[Saved data entries]
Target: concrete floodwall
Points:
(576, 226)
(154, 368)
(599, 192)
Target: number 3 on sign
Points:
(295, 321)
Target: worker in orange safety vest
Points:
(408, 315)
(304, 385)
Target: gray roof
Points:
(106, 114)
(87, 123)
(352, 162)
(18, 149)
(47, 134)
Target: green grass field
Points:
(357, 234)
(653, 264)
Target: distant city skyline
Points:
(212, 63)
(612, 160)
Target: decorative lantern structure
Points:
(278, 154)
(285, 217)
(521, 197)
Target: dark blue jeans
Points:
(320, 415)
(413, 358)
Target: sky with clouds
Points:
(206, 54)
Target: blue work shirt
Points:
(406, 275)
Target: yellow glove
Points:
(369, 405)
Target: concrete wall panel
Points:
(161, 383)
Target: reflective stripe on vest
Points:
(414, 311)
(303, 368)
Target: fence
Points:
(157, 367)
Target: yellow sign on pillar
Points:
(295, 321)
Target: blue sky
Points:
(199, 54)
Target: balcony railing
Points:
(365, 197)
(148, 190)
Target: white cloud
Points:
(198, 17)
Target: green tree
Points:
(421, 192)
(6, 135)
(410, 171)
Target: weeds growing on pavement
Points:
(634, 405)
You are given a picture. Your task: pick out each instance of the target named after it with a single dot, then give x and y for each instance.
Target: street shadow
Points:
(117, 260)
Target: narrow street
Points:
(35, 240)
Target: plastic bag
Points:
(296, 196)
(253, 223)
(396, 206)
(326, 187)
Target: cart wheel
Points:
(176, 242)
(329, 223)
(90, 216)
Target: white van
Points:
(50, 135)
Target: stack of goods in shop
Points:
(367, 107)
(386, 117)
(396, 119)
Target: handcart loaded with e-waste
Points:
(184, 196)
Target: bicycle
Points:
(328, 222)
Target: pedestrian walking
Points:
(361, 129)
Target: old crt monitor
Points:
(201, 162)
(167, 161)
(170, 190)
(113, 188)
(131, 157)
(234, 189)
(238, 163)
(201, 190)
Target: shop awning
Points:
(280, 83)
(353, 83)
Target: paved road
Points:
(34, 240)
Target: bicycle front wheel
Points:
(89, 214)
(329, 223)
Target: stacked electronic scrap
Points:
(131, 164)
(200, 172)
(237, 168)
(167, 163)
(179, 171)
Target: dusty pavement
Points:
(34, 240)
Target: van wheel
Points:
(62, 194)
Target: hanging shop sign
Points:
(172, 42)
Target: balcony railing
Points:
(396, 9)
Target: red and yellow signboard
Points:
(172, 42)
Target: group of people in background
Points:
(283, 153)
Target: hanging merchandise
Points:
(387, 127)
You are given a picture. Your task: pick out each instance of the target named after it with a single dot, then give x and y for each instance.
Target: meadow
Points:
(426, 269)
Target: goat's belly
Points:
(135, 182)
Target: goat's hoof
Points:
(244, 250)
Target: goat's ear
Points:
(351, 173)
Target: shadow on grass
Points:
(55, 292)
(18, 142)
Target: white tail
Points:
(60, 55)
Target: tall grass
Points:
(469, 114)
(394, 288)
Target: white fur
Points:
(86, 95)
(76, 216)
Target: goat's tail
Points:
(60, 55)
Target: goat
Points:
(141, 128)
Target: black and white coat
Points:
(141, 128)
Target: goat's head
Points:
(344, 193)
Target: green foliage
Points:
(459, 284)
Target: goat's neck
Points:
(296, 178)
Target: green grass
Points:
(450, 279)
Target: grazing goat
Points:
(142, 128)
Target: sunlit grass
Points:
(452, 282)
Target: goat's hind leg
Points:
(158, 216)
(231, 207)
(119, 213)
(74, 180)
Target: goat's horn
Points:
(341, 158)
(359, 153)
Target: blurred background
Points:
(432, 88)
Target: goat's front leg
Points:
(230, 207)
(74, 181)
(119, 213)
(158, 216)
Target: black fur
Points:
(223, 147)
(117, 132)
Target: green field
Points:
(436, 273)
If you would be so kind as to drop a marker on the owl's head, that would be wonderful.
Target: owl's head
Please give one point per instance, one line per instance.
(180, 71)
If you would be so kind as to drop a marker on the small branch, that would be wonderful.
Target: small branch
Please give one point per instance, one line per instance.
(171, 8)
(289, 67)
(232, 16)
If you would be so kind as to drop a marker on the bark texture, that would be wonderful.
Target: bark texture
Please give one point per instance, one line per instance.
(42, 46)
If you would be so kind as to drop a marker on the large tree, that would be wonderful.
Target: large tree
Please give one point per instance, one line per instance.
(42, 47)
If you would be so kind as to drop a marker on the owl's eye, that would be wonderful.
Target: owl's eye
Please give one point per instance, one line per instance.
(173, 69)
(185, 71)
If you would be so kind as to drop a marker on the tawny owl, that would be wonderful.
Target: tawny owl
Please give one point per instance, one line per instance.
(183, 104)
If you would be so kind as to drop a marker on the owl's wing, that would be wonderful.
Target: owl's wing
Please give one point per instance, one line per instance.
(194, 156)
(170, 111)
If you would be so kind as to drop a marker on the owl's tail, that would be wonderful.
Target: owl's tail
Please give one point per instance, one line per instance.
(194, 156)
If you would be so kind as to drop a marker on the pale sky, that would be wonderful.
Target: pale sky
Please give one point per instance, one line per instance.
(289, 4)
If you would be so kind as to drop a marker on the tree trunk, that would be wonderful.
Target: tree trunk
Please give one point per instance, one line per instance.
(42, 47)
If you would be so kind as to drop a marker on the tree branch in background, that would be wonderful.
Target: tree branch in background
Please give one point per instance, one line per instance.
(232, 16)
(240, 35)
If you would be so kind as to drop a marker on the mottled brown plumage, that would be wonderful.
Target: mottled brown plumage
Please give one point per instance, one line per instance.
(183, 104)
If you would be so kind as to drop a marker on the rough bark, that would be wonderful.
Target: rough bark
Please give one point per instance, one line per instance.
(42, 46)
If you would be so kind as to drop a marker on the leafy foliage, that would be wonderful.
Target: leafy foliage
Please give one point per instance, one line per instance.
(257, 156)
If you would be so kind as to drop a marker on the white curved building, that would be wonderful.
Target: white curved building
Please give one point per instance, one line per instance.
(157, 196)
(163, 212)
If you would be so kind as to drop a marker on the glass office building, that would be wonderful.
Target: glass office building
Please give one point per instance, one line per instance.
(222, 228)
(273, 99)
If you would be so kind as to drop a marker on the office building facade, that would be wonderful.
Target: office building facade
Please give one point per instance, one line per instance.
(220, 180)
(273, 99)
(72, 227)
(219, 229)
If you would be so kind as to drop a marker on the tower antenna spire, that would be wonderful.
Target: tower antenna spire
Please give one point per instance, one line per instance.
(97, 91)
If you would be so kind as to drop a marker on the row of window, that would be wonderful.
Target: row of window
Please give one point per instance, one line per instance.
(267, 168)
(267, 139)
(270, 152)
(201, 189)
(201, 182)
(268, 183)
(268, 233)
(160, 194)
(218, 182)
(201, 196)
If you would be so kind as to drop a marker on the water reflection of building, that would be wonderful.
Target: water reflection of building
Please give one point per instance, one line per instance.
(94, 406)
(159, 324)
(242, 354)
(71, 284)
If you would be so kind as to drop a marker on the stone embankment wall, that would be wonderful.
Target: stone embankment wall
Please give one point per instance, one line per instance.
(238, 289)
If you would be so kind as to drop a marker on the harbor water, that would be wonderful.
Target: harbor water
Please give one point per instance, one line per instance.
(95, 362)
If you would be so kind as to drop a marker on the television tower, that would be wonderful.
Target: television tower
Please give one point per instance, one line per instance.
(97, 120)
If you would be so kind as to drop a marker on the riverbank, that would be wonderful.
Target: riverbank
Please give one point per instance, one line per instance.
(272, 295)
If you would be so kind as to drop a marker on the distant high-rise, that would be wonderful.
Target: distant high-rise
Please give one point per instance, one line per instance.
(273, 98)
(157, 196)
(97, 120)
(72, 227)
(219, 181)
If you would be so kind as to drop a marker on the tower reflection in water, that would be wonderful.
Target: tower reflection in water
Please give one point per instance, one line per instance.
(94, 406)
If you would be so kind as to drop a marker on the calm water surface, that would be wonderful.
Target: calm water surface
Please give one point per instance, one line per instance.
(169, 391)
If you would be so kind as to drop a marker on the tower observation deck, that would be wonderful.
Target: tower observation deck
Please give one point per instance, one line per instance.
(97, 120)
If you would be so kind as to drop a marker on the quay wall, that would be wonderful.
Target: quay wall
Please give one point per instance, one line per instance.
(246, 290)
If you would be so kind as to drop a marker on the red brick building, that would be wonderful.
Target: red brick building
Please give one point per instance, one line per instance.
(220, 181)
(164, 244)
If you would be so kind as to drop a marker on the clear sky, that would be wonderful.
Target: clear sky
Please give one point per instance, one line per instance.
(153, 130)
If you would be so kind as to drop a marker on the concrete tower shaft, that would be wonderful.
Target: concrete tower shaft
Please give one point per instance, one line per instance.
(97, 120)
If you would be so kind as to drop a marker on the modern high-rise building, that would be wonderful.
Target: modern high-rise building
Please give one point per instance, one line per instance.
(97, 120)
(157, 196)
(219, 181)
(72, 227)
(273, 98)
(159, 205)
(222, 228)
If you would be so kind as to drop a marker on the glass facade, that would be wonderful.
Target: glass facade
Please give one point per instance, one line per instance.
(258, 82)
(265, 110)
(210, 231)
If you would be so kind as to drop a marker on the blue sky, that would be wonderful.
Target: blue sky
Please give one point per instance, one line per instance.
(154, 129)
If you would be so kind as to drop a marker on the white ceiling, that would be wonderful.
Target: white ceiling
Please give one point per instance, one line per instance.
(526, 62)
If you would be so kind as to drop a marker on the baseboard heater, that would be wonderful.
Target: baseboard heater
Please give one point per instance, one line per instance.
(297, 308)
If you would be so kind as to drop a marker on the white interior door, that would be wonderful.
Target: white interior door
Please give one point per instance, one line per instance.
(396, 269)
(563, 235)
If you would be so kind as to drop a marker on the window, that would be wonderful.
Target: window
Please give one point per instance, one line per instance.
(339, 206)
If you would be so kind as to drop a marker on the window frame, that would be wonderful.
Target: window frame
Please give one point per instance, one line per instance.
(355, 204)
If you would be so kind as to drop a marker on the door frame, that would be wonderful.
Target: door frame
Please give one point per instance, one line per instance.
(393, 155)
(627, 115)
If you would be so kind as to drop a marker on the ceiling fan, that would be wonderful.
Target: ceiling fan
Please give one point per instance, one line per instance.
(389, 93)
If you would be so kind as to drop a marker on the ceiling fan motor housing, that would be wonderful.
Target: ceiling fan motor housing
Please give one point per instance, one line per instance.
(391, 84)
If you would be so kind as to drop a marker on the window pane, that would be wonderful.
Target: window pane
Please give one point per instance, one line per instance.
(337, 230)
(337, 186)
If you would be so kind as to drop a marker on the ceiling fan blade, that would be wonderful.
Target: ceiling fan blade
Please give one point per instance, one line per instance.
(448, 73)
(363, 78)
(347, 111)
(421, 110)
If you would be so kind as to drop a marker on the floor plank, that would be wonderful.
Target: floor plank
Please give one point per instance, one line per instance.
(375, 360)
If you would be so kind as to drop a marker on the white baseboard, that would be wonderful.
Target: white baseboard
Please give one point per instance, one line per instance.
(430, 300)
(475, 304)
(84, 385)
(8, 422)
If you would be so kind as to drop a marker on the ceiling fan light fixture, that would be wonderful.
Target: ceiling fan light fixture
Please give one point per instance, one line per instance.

### The task
Say only the number of lines above holding "trunk".

### Output for this exercise
2